# Data to use start

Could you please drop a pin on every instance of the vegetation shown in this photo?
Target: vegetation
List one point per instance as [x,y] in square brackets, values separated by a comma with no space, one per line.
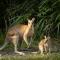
[46,12]
[53,56]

# Data to use end

Extract the full listing above verbatim; pictures are to be left out of the copy.

Could you please drop a pin on every instance of the vegetation shown in this photo?
Target: vegetation
List one point per instance as [x,y] in square brackets, values separated by a comma with no space, one per line.
[46,12]
[53,56]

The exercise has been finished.